▶ [Task item] Please set down the records below exactly as they appear.

Entries provided START

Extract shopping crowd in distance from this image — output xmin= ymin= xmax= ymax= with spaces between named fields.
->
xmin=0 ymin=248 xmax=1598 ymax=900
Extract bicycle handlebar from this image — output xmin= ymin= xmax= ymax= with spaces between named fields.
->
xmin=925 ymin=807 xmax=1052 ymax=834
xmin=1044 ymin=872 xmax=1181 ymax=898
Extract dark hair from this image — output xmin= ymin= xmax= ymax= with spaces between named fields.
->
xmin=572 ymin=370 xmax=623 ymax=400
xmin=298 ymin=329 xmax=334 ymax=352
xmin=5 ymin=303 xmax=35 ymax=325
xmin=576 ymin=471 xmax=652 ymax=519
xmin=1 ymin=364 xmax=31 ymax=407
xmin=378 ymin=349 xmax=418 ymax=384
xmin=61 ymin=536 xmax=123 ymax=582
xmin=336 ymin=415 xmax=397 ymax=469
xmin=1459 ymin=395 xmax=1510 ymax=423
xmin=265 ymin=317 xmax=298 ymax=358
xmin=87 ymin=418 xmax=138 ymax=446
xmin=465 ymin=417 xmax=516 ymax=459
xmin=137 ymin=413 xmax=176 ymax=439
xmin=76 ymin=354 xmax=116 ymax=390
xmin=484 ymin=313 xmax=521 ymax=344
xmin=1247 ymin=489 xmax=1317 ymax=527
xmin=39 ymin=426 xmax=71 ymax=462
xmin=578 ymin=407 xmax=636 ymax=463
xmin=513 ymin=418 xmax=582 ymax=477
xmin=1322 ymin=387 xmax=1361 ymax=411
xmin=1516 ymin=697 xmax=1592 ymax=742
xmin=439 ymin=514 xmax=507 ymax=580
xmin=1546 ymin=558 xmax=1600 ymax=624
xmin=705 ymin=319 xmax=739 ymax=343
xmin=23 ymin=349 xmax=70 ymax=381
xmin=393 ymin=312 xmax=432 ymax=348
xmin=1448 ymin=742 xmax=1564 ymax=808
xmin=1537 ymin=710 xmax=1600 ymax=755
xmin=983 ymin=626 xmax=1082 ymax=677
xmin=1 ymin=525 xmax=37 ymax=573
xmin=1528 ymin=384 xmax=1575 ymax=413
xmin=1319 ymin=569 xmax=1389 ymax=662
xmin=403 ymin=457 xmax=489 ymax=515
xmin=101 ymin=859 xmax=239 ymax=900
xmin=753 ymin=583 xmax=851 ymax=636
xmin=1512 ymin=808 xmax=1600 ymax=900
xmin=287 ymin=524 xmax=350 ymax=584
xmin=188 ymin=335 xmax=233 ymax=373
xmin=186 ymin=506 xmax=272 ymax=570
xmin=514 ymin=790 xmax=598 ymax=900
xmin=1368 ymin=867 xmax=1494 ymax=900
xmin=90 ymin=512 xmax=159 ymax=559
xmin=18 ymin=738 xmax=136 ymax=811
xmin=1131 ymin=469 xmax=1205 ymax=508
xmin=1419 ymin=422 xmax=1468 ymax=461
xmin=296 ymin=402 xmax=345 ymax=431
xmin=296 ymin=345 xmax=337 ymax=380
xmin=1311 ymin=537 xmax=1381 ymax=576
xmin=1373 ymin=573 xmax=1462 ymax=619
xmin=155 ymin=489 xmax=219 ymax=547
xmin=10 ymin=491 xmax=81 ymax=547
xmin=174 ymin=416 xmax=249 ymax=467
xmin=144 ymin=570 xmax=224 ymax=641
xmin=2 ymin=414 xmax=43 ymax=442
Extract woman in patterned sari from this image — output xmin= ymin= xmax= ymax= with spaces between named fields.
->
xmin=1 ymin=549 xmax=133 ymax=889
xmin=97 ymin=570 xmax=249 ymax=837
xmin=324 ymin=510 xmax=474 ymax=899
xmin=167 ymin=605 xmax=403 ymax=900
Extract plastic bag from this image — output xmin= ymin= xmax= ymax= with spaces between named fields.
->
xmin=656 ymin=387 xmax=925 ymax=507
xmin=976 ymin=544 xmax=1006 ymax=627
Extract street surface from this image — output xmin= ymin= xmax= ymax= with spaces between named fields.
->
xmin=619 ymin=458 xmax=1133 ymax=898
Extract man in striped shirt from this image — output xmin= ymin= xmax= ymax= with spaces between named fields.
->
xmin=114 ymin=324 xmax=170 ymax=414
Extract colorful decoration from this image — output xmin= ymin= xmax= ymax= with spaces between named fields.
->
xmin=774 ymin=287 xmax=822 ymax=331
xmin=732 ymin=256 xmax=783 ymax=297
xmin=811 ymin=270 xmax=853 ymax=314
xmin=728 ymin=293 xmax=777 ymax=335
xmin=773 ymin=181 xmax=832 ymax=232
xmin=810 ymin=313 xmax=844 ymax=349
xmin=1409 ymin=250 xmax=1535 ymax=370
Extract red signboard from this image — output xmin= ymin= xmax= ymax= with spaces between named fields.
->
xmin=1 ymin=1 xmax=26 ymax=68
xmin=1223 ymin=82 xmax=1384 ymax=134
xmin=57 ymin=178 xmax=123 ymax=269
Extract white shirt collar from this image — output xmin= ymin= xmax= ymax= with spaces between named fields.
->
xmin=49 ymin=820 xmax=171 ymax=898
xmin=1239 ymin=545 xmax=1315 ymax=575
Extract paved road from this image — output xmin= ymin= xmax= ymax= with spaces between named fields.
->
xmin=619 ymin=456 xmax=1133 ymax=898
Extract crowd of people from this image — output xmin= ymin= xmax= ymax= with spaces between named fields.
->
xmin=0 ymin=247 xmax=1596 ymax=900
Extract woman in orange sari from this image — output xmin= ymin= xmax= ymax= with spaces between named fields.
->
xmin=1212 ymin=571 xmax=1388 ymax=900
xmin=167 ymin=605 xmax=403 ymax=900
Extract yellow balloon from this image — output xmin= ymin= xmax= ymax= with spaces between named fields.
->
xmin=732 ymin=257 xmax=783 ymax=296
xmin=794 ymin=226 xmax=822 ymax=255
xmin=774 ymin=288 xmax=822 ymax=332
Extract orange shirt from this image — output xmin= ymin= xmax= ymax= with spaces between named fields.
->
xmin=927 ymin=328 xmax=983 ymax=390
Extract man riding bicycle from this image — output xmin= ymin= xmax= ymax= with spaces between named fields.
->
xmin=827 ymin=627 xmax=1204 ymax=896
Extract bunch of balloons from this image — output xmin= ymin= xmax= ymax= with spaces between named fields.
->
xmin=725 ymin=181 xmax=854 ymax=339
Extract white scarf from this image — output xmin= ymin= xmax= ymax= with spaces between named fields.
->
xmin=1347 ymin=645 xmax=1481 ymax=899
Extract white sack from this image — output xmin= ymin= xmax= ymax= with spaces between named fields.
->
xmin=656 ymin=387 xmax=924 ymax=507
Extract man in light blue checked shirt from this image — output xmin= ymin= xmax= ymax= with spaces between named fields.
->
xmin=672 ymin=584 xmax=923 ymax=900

Entries provided END

▶ [Answer]
Extract shopping crowd in distance from this image — output xmin= ymin= xmax= ymax= with spaces between named fields.
->
xmin=0 ymin=248 xmax=1598 ymax=900
Extract bicycle handlebar from this image — output xmin= ymin= xmax= ymax= with spaces between named fields.
->
xmin=925 ymin=807 xmax=1052 ymax=834
xmin=1044 ymin=872 xmax=1181 ymax=898
Extract dark hair from this image — output xmin= ymin= xmax= ymax= with spaces between named fields.
->
xmin=572 ymin=370 xmax=623 ymax=400
xmin=298 ymin=329 xmax=334 ymax=352
xmin=5 ymin=303 xmax=35 ymax=325
xmin=576 ymin=471 xmax=652 ymax=519
xmin=1 ymin=364 xmax=31 ymax=407
xmin=378 ymin=349 xmax=418 ymax=384
xmin=61 ymin=536 xmax=123 ymax=582
xmin=336 ymin=415 xmax=397 ymax=469
xmin=1459 ymin=395 xmax=1510 ymax=423
xmin=265 ymin=317 xmax=298 ymax=358
xmin=87 ymin=418 xmax=138 ymax=446
xmin=465 ymin=417 xmax=516 ymax=459
xmin=137 ymin=413 xmax=176 ymax=439
xmin=76 ymin=354 xmax=116 ymax=390
xmin=484 ymin=313 xmax=521 ymax=344
xmin=1247 ymin=489 xmax=1317 ymax=527
xmin=39 ymin=426 xmax=71 ymax=462
xmin=578 ymin=407 xmax=636 ymax=463
xmin=513 ymin=418 xmax=582 ymax=477
xmin=1322 ymin=387 xmax=1361 ymax=411
xmin=1516 ymin=697 xmax=1592 ymax=742
xmin=439 ymin=514 xmax=507 ymax=580
xmin=1546 ymin=558 xmax=1600 ymax=624
xmin=705 ymin=319 xmax=739 ymax=343
xmin=23 ymin=349 xmax=70 ymax=381
xmin=393 ymin=312 xmax=432 ymax=348
xmin=1448 ymin=742 xmax=1564 ymax=808
xmin=1537 ymin=710 xmax=1600 ymax=755
xmin=983 ymin=626 xmax=1082 ymax=677
xmin=1 ymin=525 xmax=37 ymax=573
xmin=1528 ymin=384 xmax=1575 ymax=413
xmin=1319 ymin=569 xmax=1389 ymax=662
xmin=403 ymin=457 xmax=489 ymax=515
xmin=101 ymin=859 xmax=239 ymax=900
xmin=753 ymin=583 xmax=851 ymax=636
xmin=1512 ymin=808 xmax=1600 ymax=900
xmin=287 ymin=524 xmax=350 ymax=584
xmin=188 ymin=335 xmax=233 ymax=373
xmin=186 ymin=506 xmax=272 ymax=570
xmin=514 ymin=790 xmax=598 ymax=900
xmin=1368 ymin=867 xmax=1494 ymax=900
xmin=90 ymin=512 xmax=159 ymax=559
xmin=18 ymin=738 xmax=136 ymax=811
xmin=1131 ymin=469 xmax=1205 ymax=508
xmin=1419 ymin=422 xmax=1468 ymax=461
xmin=296 ymin=402 xmax=345 ymax=431
xmin=296 ymin=345 xmax=337 ymax=380
xmin=1311 ymin=537 xmax=1381 ymax=576
xmin=1373 ymin=573 xmax=1462 ymax=619
xmin=155 ymin=489 xmax=219 ymax=547
xmin=10 ymin=491 xmax=81 ymax=547
xmin=174 ymin=416 xmax=249 ymax=467
xmin=144 ymin=570 xmax=224 ymax=641
xmin=2 ymin=414 xmax=43 ymax=442
Extract woman in patterned sari from this image — output xmin= ymin= xmax= ymax= with spaces between named fields.
->
xmin=1 ymin=549 xmax=133 ymax=889
xmin=97 ymin=570 xmax=249 ymax=837
xmin=324 ymin=510 xmax=474 ymax=899
xmin=167 ymin=605 xmax=403 ymax=900
Extract plastic bag from this image — output xmin= ymin= xmax= ymax= with spaces between named fields.
->
xmin=656 ymin=387 xmax=925 ymax=507
xmin=976 ymin=544 xmax=1006 ymax=627
Extract street surface from this image — output xmin= ymin= xmax= ymax= with spaces between named fields.
->
xmin=619 ymin=458 xmax=1133 ymax=898
Extract man in striped shirt from this image — output xmin= ymin= xmax= ymax= with spaces between named fields.
->
xmin=114 ymin=324 xmax=170 ymax=414
Extract colorful decoration from this image — output xmin= ymin= xmax= ymax= with spaces between named fields.
->
xmin=774 ymin=287 xmax=822 ymax=331
xmin=732 ymin=256 xmax=783 ymax=297
xmin=811 ymin=270 xmax=853 ymax=314
xmin=728 ymin=293 xmax=777 ymax=335
xmin=773 ymin=181 xmax=832 ymax=232
xmin=810 ymin=313 xmax=844 ymax=349
xmin=1409 ymin=250 xmax=1535 ymax=370
Extract red signboard from this image — output xmin= ymin= xmax= ymax= with spaces between named fields.
->
xmin=1 ymin=1 xmax=26 ymax=68
xmin=1223 ymin=82 xmax=1384 ymax=134
xmin=57 ymin=178 xmax=123 ymax=269
Extract white shirt collar from this image — output xmin= ymin= xmax= ymax= with spaces between named fields.
->
xmin=49 ymin=820 xmax=171 ymax=898
xmin=1239 ymin=545 xmax=1315 ymax=575
Extract paved road from this image — output xmin= ymin= xmax= ymax= with spaces between named fields.
->
xmin=619 ymin=456 xmax=1133 ymax=898
Extract crowd of people from this image — output xmin= ymin= xmax= ymax= with spaces between named fields.
->
xmin=0 ymin=247 xmax=1596 ymax=900
Extract woman in orange sari from this image — output xmin= ymin= xmax= ymax= with spaces between named fields.
->
xmin=1212 ymin=571 xmax=1388 ymax=900
xmin=167 ymin=605 xmax=403 ymax=900
Extract yellow balloon from this image — output xmin= ymin= xmax= ymax= with spaces between named fields.
->
xmin=732 ymin=257 xmax=783 ymax=296
xmin=794 ymin=226 xmax=822 ymax=255
xmin=774 ymin=288 xmax=822 ymax=332
Extract orange shirt from this image — output xmin= ymin= xmax= ymax= with spaces between named fields.
->
xmin=927 ymin=328 xmax=983 ymax=390
Extract man riding bicycle from this image — output xmin= ymin= xmax= ymax= with spaces between named fields.
->
xmin=827 ymin=627 xmax=1204 ymax=896
Extract bunch of balloons from this image — output xmin= ymin= xmax= ymax= with spaces between named fields.
->
xmin=725 ymin=181 xmax=854 ymax=339
Extract white scarf from this image — output xmin= ymin= xmax= ymax= with spaces between named fields.
->
xmin=1347 ymin=645 xmax=1481 ymax=899
Extract white sack from this image — output xmin= ymin= xmax= ymax= with spaces between named fields.
->
xmin=656 ymin=387 xmax=924 ymax=507
Extract man in light blue checked shirt from this image — output xmin= ymin= xmax= ymax= with spaces between named fields.
->
xmin=672 ymin=584 xmax=923 ymax=900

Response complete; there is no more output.